- **REQUIRED TASK 1**
List the authors of the 8:30 AM paper on the mechanical properties of fullerene crystals in the symposium program below.
- **REQUIRED TASK 2**
Rewrite the paragraph beginning "A study of mechanical properties of fullerene crystals" from the symposium program below as a bulleted list, keeping its main facts.
[begin DOCUMENT EXTRACT]
Malcolm Green, Univ of Oxford
Robert Haddon, Univ of Kentucky

Sumio Iijima, NEC Corp

Symposium Support 

  • Carbolex, Inc. 

* Invited paper

Chair: Robert C. Haddon 
Monday Morning, November 30, 1998 
America Center (W)
8:30 AM *S1.1 MECHANICAL PROPERTIES OF FULLERENE CRYSTALS:C60 AND C70. Kenichi Kojima , Masaru Tachibana and Isamu Okada, Yokohama City Univ, Faculty of Science, Yokohama, JAPAN. 

A study of mechanical properties of fullerene crystals has been limited in number. We have investigated a characteristics of plastic deformation and dislocation structures in C60 and C70 crystals. We observed photo-illumination indentation hardening in C60 crystals. The micro-hardness of C60 crystals drastically increased after illumination of light. The hardness increased with illumination time. A change in hardness H is defined by the difference between an intrinsic hardness and maximum hardness after illumination. The H strongly depends on wavelength of illumination of light and temperature. H increased with increasing the wavelength and reached a maximum at 700nm and disappeared above 400K. These results suggest that the origin of hardening is due to photo-induced polymerization of C60 molecules in crystals. On the other hand, in case of C70 crystals, a little change in the hardness appeared after long illumination! This shows that C60 crystals are more active for light than C70 crystals. The photo-induced products were investigated by Raman spectra and photoluminescence. It seems that these products are photo-polymerized C60 molecules. Therefore, the origin of the hardening is mainly that photo-induced polymers can act as obstacles for motion and multiplication of dislocations. We also investigated characteristics of dislocations in C60 crystals by experiment and simulation. Experiments show that dislocations in C60 crystals have a Burgers vector [110] on (111) and can not cross-slip. This indicates that dislocations can dissociate into two partial dislocations. Moreover, our simulation of dislocation cores showed that the dislocation dissociated into two Shockley partials. These results suggest that Shockley partials with stacking fault can interact with photo-induced polymers.
[end DOCUMENT EXTRACT]
[begin INFORMATION SHOWN]
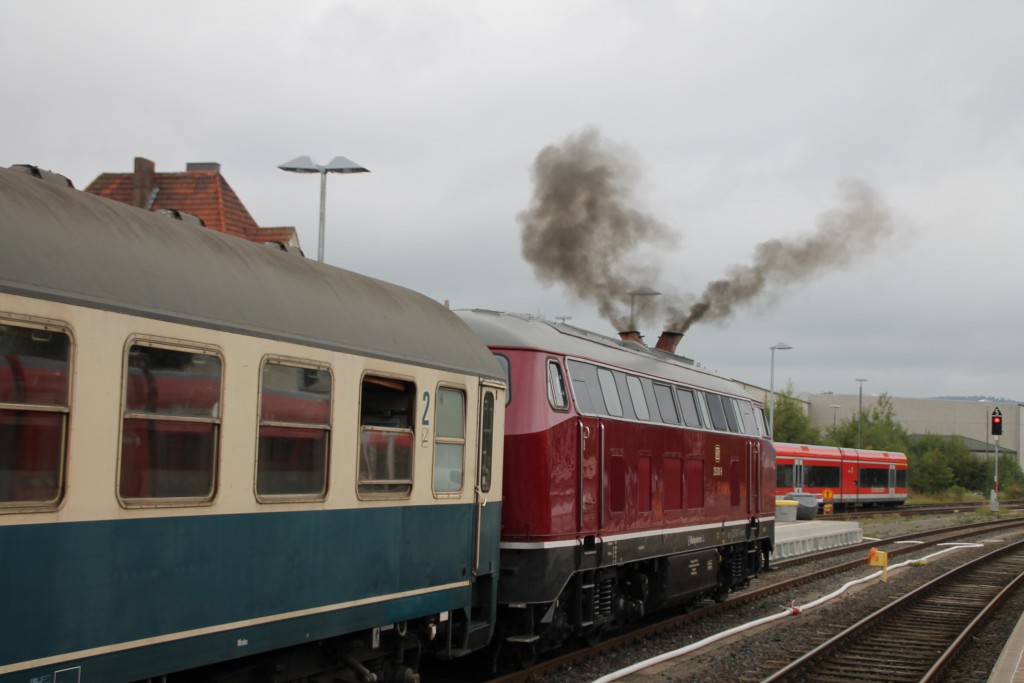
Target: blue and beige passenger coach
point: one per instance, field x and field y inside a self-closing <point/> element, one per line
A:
<point x="214" y="451"/>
[end INFORMATION SHOWN]
- **EXERCISE RESPONSE 1**
Kenichi Kojima
Masaru Tachibana
Isamu Okada

- **EXERCISE RESPONSE 2**
- Few studies have examined the mechanical properties of fullerene crystals; this work looked at plastic deformation and dislocation structures in C60 and C70 crystals.
- Light illumination sharply raised the micro-hardness of C60 crystals, and hardness rose with illumination time.
- The change in hardness depends strongly on light wavelength and temperature: it grew with wavelength, peaked at 700nm, and disappeared above 400K.
- C70 crystals showed only a little change in hardness after long illumination, so C60 crystals are more active for light.
- Raman spectra and photoluminescence indicate the photo-induced products are photo-polymerized C60 molecules.
- The hardening comes mainly from these polymers acting as obstacles to the motion and multiplication of dislocations.
- Dislocations in C60 crystals have a Burgers vector [110] on (111), cannot cross-slip, and can dissociate into two partial dislocations.
- Simulation of dislocation cores showed dissociation into two Shockley partials, which may interact with the photo-induced polymers.